ЗАДАНИЕ A: В текст для чтения входит письмо-ответ. Какие два города в нем названы?

____ ТЕКСТ ДЛЯ ЧТЕНИЯ

Однако вся правда в том, что у нас, в Америке, таких людей раз-два и обчелся.
Или, может быть, мы слишком часто воображаем себя именно такими примерными американцами? Я и сам, признаться, в это верю. И если эта ложь действительно является краеугольным камнем внутриамериканского террора, то расплата за нее должна лежать в корне любого видимого проявления свободы и равноправия в этой стране.
Теперь, осуществив свой замысел, я понимаю: проблема нашей страны не в том, что нам не удается спокойно сосуществовать с людьми, партиями или политиками, с которыми у нас есть разногласия. Проблема в том, что мы ужасны в своей, как нам кажется, искренней любви к людям, родным местам и политикам, к которым мы как будто питаем склонность. Я написал для тебя «Тяжеловеса», потому что хотел, чтобы мы оба научились друг друга любить.
Прочитав мою книгу, ты написала мне в ответ:
«Перебирая воспоминания, я слышу наш веселый смех и наши жаркие споры; я помню беспрестанные волнения насчет твоей безопасности и твои отличные результаты в пятом классе; помню, как ты упражнялся с баскетбольным мячом в далеких сельских глубинках; помню тех девушек, что ты себе выбирал, и твои поездки в Новый Орлеан и Мемфис, и твои поражения и неудачи. И да, я помню свой постоянный страх безвременно тебя потерять — неважно, потому ли, что ты просто отвернешься от меня, или потому, что тебя отнимет небо. Я все время жила в этом страхе, хотя, быть может, мне следовало бы заставить себя быть более храброй, менее суровой в любви и более в тебе уверенной. Видимо, я в чем-то ошибалась».

________
____ ЗАПИСИ ДЛЯ УПРАЖНЕНИЯ

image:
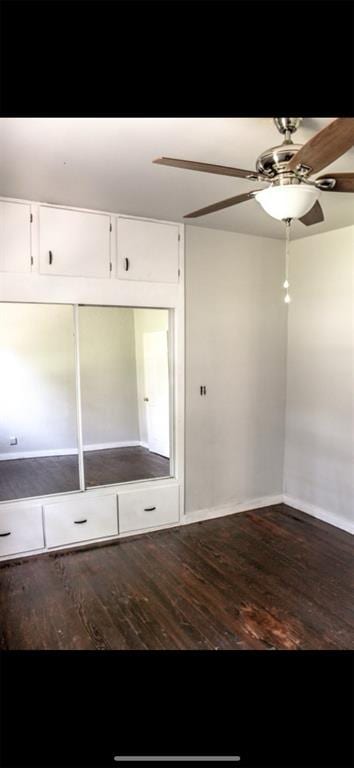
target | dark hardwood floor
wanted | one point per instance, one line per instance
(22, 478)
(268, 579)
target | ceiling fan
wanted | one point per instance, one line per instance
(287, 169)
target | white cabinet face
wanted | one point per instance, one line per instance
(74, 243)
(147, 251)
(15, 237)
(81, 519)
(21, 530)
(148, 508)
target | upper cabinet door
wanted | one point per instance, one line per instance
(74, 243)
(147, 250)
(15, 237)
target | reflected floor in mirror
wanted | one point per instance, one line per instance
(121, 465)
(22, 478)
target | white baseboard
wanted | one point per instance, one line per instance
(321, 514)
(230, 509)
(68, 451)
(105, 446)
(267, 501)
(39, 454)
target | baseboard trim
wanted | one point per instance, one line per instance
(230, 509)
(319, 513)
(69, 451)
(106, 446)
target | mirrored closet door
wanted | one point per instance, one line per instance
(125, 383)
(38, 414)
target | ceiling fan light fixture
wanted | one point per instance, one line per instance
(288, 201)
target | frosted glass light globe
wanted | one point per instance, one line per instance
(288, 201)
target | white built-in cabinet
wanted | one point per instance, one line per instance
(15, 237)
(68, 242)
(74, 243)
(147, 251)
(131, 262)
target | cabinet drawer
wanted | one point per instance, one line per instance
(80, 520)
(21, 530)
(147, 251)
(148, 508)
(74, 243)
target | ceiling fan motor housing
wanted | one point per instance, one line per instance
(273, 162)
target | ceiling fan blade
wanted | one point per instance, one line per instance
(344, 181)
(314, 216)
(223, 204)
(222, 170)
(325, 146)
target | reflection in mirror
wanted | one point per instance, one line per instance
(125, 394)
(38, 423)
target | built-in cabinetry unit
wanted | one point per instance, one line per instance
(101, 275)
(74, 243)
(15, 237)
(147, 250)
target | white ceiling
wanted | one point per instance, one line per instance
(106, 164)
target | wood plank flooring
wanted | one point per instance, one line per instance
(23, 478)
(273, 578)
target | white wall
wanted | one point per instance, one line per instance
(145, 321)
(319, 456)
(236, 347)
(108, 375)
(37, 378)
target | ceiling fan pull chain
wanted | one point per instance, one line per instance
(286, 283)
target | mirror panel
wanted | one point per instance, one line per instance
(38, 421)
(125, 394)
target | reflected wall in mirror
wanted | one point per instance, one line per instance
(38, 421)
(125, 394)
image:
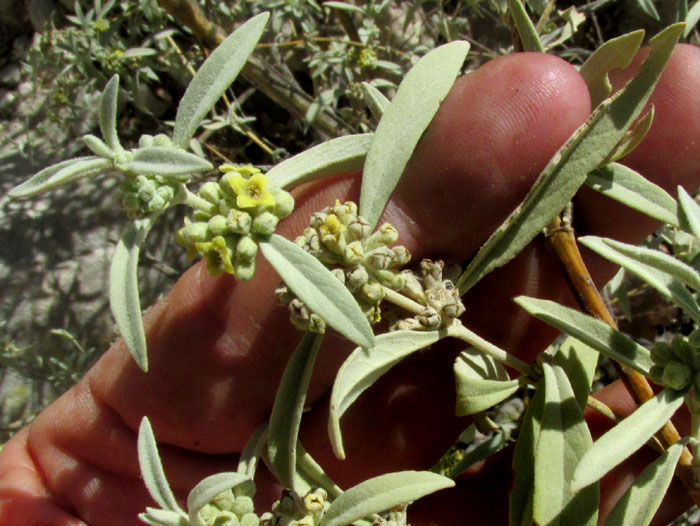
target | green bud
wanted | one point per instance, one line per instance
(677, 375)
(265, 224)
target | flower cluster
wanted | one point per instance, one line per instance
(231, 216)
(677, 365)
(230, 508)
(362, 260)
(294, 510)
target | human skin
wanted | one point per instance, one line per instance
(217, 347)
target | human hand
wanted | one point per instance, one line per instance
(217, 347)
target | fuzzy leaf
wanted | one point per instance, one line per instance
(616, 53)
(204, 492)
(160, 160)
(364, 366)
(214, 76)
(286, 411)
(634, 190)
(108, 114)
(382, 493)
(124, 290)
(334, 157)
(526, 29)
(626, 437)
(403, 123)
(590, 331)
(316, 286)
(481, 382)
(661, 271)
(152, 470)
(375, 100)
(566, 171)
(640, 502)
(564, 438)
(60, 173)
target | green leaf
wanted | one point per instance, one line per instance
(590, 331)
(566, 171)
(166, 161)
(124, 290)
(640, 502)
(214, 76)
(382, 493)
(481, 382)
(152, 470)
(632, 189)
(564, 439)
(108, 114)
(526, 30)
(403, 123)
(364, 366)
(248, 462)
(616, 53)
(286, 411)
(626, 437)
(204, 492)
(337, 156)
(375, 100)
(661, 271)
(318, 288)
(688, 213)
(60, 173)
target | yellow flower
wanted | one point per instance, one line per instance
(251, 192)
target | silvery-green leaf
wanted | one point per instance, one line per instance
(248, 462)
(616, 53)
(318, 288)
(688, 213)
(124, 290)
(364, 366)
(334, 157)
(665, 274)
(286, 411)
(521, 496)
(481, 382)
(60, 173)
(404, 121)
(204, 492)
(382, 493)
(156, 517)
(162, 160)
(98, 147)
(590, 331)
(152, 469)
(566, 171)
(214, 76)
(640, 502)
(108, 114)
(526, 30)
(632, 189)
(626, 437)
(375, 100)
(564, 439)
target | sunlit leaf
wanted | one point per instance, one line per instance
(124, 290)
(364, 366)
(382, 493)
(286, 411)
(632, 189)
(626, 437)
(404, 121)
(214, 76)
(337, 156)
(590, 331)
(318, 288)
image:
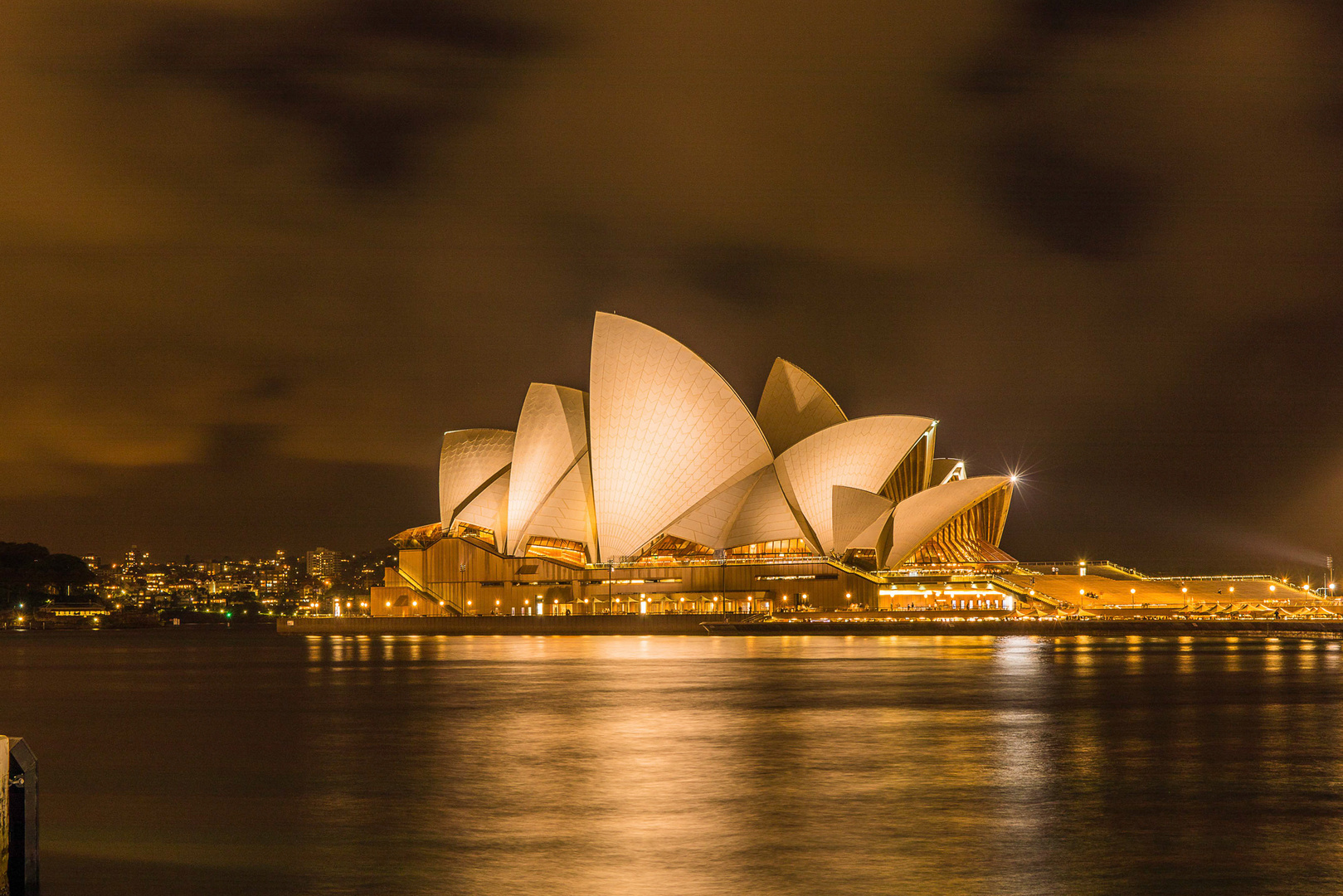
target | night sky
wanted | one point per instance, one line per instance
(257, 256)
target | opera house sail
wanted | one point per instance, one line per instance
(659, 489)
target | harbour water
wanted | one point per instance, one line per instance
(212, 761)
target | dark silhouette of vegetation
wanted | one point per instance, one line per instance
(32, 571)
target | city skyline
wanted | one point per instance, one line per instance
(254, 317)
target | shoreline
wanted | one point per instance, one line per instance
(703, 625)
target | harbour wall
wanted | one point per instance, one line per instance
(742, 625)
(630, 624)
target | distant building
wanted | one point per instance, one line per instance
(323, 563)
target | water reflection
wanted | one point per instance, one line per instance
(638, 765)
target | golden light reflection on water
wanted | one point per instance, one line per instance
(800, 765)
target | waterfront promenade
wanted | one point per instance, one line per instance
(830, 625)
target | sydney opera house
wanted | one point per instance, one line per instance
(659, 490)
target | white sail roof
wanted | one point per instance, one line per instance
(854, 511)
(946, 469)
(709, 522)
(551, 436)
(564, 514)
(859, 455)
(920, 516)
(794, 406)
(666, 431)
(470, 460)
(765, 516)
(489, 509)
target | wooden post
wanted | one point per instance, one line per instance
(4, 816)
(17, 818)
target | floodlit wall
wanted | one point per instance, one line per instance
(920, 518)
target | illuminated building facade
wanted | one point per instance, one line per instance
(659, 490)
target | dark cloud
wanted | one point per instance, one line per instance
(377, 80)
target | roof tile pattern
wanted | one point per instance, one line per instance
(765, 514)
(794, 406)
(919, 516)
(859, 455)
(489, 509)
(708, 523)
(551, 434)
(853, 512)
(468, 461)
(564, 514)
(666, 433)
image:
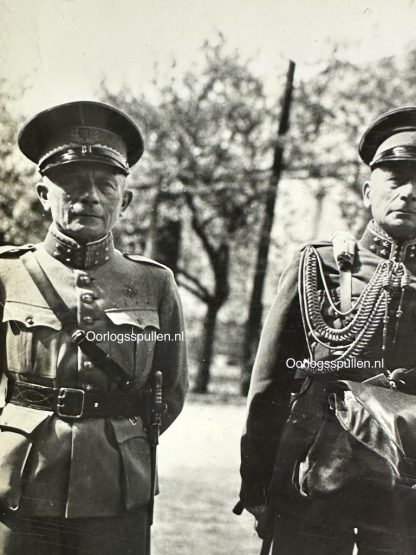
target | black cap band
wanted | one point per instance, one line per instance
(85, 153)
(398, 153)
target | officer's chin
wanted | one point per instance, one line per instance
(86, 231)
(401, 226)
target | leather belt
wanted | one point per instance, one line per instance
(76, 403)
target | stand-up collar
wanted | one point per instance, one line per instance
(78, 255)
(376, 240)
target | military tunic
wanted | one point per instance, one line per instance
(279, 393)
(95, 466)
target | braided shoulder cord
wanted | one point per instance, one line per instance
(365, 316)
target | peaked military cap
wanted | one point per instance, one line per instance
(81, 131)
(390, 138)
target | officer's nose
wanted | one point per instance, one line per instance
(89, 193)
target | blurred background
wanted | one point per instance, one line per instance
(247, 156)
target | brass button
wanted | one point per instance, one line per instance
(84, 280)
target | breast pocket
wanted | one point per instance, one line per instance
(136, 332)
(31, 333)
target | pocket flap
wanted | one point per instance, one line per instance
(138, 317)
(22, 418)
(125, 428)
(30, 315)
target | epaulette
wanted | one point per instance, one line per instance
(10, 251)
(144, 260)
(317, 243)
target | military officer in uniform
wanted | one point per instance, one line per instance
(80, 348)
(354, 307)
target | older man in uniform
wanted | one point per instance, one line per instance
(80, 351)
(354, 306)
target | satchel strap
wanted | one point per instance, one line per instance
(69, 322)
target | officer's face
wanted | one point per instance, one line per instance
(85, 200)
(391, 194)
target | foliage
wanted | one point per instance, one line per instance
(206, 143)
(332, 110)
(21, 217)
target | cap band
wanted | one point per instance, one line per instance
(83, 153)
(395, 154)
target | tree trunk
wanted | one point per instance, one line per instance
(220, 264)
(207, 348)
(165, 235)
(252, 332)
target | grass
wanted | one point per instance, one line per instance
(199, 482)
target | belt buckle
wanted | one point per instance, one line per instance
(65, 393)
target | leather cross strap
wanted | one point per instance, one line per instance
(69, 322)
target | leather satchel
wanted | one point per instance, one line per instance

________

ЗАДАНИЕ B: Сколько строк в записях содержат слово «leaf»? Напишите только число.

ПРАВИЛЬНЫЙ ОТВЕТ A: Новый Орлеан и Мемфис.

ПРАВИЛЬНЫЙ ОТВЕТ B: 4